+++ Text provided +++

# Help with the snake identification



## ozbos (Mar 9, 2011)

Hi all,

can you please help with identification of the snake in the attached pic. (sorry about the quality). Is it spotted python or something else.thank you


----------



## Australis (Mar 9, 2011)

Genus can be determined from photo, the location the animal was found will help work out what species.


----------



## saximus (Mar 9, 2011)

Don't know if it's a Mac but what's wrong with the tail


----------



## Asharee133 (Mar 9, 2011)

i'd say a stimson with a funky tail


----------



## ecosnake (Mar 9, 2011)

looks like a stimsons


----------



## ozbos (Mar 9, 2011)

It was removed from our w/shop at Lawlers near Leinster WA


----------



## ecosnake (Mar 9, 2011)

wheatbelt maybe


----------



## ozbos (Mar 9, 2011)

Yah I'd say so on the edge Wheatbelt/Goldfields


----------



## ecosnake (Mar 9, 2011)

Yeah looks like a wheatbelt stimsons python...very nice


----------



## ozbos (Mar 9, 2011)

Thank you all for quick replies, must say great forum


----------



## ecosnake (Mar 9, 2011)

Anytime we are all happy to help here...

+++

> _Prompt A_
Shorten the paragraph in the snake identification thread that begins "can you please help" and keep its main facts.
> _Prompt B_
Pick up the snake identification thread after its final post and carry it on.

+++ Provided data +++

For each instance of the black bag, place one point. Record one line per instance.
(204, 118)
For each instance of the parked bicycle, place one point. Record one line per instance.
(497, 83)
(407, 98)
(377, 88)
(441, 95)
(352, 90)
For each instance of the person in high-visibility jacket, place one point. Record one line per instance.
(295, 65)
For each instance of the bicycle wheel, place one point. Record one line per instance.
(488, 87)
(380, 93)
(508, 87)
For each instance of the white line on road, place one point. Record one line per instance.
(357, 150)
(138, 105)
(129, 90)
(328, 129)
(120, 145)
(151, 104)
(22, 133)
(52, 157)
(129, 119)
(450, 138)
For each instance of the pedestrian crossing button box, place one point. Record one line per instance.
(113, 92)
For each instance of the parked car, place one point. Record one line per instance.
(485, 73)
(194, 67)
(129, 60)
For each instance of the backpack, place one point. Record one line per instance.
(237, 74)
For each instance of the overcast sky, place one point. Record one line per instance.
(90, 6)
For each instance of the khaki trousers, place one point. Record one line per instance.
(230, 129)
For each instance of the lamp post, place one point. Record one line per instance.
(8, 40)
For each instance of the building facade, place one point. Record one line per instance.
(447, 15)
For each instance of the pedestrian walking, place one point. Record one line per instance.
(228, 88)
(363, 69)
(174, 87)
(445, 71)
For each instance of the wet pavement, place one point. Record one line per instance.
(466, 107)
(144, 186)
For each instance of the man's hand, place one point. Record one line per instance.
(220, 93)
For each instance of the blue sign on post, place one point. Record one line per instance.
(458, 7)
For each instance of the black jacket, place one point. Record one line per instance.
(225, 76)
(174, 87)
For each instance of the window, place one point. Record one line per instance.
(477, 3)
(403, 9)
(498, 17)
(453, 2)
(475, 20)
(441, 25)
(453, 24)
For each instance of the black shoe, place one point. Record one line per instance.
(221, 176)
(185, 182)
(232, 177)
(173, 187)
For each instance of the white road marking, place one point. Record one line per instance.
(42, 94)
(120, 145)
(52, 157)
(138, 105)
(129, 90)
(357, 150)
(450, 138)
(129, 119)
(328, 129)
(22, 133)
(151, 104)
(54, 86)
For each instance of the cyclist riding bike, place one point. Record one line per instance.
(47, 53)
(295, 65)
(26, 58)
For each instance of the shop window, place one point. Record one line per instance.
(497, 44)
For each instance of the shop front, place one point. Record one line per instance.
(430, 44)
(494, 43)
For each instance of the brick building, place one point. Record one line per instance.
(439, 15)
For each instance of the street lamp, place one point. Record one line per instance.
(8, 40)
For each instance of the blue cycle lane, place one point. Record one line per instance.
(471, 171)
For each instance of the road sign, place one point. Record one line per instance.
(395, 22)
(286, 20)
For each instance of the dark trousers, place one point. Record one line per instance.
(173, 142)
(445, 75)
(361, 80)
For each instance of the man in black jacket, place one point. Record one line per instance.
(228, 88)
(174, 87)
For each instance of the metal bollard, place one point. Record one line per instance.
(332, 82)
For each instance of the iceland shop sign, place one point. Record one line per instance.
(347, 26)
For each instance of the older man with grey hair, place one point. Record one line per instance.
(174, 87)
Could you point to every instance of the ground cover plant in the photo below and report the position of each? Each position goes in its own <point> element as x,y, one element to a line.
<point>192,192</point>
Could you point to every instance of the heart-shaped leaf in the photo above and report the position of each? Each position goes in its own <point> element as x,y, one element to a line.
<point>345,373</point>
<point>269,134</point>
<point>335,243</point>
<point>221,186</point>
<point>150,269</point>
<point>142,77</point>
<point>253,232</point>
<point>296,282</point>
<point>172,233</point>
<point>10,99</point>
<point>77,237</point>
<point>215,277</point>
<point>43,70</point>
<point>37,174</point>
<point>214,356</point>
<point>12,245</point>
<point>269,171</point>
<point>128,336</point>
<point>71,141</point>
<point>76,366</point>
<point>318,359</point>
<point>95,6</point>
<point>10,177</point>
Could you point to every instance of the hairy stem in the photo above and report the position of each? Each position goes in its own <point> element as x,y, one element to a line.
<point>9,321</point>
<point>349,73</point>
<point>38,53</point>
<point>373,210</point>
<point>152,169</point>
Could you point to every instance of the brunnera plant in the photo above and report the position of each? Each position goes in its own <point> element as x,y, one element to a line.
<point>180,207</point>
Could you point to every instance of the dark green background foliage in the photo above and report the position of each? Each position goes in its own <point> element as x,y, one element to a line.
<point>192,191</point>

+++

> _Task result A_
Is the snake in the attached (low-quality) pic a spotted python or something else?

> _Task result B_
----------



## ozbos (Mar 9, 2011)

Two other species I've relocated from our shops in last 2 days were Southern Half-Girdled and Ringed Brown, usually we don,t see many this time of the year (I mean snakes at all)


----------



## Specks (Mar 9, 2011)

ecosnake said:


> Anytime we are all happy to help here...


 
The genuine ones are
Great find by the way


----------



## ecosnake (Mar 9, 2011)

LOL lucky I came on when I did then....


----------



## waruikazi (Mar 10, 2011)

I'll play devils safety advocate. 

That snake is probably a stimsons python BUT that picture is not conclusive enough, atleast to me, to rule out a Suta Fasciata- Rosen's snake. They aren't considered dangerous but will knock you around pretty hard if you get tagged.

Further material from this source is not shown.